§ **The task**:
Pull every line that holds the word "palm" from the entries.

§ **Material shown**:
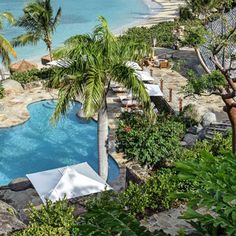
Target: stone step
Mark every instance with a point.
(217, 128)
(209, 137)
(221, 123)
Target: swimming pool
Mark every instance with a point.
(37, 145)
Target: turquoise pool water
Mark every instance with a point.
(80, 16)
(36, 145)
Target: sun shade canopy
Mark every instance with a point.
(133, 65)
(144, 76)
(153, 90)
(70, 182)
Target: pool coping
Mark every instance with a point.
(41, 94)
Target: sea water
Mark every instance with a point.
(78, 16)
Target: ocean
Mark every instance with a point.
(79, 16)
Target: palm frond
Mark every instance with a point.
(7, 16)
(94, 91)
(25, 39)
(6, 46)
(71, 87)
(56, 18)
(129, 79)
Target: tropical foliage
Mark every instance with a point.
(149, 144)
(204, 10)
(156, 194)
(59, 219)
(39, 23)
(94, 61)
(51, 219)
(216, 194)
(34, 75)
(1, 91)
(6, 49)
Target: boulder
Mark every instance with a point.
(8, 220)
(34, 84)
(195, 129)
(12, 86)
(192, 114)
(20, 184)
(208, 118)
(190, 139)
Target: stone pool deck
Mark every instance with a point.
(13, 107)
(13, 111)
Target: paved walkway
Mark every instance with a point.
(175, 81)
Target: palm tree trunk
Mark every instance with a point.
(50, 52)
(231, 111)
(103, 142)
(205, 67)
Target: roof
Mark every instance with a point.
(70, 182)
(144, 76)
(153, 90)
(22, 66)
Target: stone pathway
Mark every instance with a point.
(169, 222)
(13, 107)
(172, 79)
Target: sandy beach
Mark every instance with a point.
(160, 11)
(168, 11)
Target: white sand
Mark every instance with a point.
(168, 12)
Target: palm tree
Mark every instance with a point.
(39, 23)
(6, 49)
(95, 61)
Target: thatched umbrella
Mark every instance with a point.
(45, 59)
(22, 66)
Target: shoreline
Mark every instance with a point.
(160, 11)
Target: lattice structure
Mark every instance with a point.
(216, 29)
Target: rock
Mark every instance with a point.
(169, 222)
(183, 144)
(12, 86)
(20, 199)
(190, 139)
(192, 114)
(202, 134)
(20, 184)
(195, 129)
(208, 118)
(8, 220)
(34, 84)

§ **Response for this exercise**:
Target: palm frond
Target: palm tree trunk
Target: palm tree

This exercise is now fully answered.